» Work order 1:
Answer these questions about the abstract on patient derived tumor organoids:
(a) What does the abbreviation PDTOs stand for?
(b) What term does the abstract use for cell clusters grown from patients' cells?
(c) Which method of encapsulating cells into hydrogels does the abstract give as an example?
» Work order 2:
In the abstract on patient derived tumor organoids, substitute "matrices" for "scaffolds" and write out the span starting with "To recreate a" and going on through "rather introduce inconsistencies.".

» Supplied passage:

- - - -

| dc.description.abstract | Cancer has been a leading cause of death around the world for many years. Even with the emerging technologies seen in these times, there is still a lack of truly personalized treatments since cancer tumors are not fully understood, especially between different cancer patients. 3D models known as patient derived tumor organoids (PDTOs) have been gaining traction as in vitro models to mimic a patient’s tumor outside of their body. Grown from the patients' cells into cell clusters (spheroids) or organoids (mini parts of the tumor tissue), these models can serve as precise avenues for personalized drug discovery or studying tumor complexity. However, there are still limitations to these 3D models due to conventional fabrication methods. In order to achieve personalized care, the models being tested on should be consistent through each batch, reliable, and affordable. Traditionally, organoid development from cells aggregating in hanging droplets or rotating in flasks for maintained cell-aggregate suspension, can cause batch-to-batch inconsistencies (lack of uniformity between samples), low throughput, and often require high volume of reagents.
To recreate a 3D suspension for cells in a more native environment, hydrogels have become popular biocompatible scaffolds capable of sustaining cell growth. Hydrogels themselves have been widely studied for ideal cell environments, yet common methods of cell encapsulation into these hydrogels (e.g. manually pipetting) do not address the mentioned limitations, but rather introduce inconsistencies.

- - - -

» Extracted information:

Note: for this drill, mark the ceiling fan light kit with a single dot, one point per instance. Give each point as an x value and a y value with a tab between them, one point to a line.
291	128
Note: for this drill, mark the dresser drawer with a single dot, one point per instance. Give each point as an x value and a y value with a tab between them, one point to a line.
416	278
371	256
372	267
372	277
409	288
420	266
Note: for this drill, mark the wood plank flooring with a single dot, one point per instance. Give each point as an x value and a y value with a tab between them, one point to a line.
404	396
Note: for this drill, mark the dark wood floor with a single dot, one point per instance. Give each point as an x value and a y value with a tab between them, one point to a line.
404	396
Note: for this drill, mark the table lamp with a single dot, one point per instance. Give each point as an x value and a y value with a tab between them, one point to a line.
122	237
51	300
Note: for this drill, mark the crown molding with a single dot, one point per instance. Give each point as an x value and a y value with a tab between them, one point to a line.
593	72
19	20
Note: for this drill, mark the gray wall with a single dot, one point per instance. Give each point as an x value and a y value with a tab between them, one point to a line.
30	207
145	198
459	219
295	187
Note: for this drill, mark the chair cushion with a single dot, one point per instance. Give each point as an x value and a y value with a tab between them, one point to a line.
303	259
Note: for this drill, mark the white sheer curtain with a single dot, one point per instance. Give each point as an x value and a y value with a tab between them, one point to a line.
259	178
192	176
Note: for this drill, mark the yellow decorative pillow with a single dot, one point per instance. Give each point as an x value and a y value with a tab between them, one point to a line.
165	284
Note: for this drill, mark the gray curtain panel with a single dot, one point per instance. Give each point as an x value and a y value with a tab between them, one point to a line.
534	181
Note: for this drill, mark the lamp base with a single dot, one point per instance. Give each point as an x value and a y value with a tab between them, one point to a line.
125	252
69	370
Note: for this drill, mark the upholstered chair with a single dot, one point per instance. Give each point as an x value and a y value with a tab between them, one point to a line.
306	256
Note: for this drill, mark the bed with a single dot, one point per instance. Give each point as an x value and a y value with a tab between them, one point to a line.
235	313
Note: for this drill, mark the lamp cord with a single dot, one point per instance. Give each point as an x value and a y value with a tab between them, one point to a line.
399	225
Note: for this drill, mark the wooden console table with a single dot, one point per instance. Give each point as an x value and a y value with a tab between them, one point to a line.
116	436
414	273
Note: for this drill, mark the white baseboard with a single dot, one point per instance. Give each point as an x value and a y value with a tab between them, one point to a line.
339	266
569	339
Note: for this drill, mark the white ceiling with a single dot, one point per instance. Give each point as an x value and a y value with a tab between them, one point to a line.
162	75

- - - -

» Worked solution 1:
(a) Patient derived tumor organoids.
(b) Spheroids.
(c) Manually pipetting.

» Worked solution 2:
To recreate a 3D suspension for cells in a more native environment, hydrogels have become popular biocompatible matrices capable of sustaining cell growth. Hydrogels themselves have been widely studied for ideal cell environments, yet common methods of cell encapsulation into these hydrogels (e.g. manually pipetting) do not address the mentioned limitations, but rather introduce inconsistencies.